Records provided »
□ □ □ □ □ □ □
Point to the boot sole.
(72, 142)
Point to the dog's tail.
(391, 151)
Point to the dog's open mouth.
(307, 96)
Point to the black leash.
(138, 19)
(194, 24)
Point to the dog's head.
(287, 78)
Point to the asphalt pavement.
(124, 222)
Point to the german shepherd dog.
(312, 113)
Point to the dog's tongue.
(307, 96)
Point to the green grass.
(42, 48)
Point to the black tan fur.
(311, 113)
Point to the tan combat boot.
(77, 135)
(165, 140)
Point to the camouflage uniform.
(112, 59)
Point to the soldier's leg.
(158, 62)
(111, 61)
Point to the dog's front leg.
□ □ □ □ □ □ □
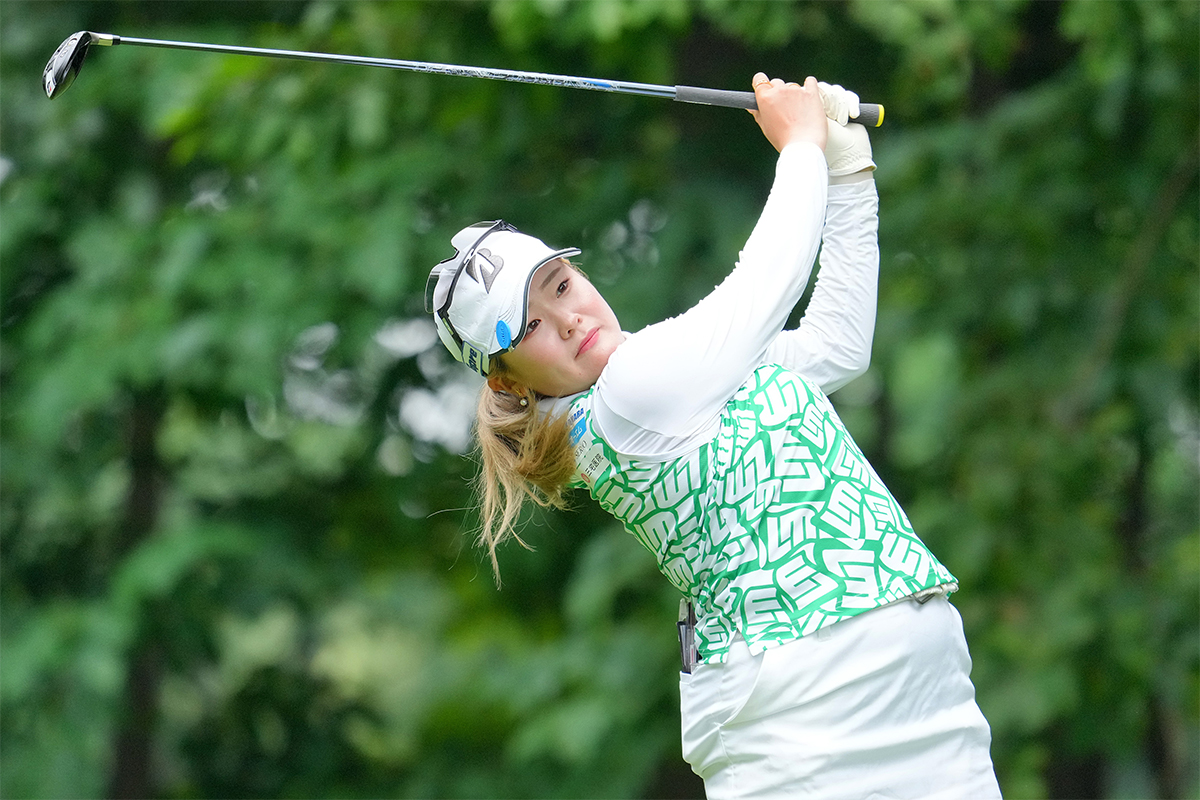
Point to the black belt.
□ □ □ □ □ □ □
Exercise requirements » Write out only the lines that run from the line containing "Point to the green grass." through the line containing "Point to the dog's front leg.", both included, exactly as they appear above.

Problem solution »
Point to the green grass.
(42, 48)
Point to the black tan fur.
(311, 113)
Point to the tan combat boot.
(77, 135)
(165, 140)
Point to the camouflage uniform.
(112, 59)
Point to the soldier's leg.
(158, 62)
(111, 61)
Point to the dog's front leg.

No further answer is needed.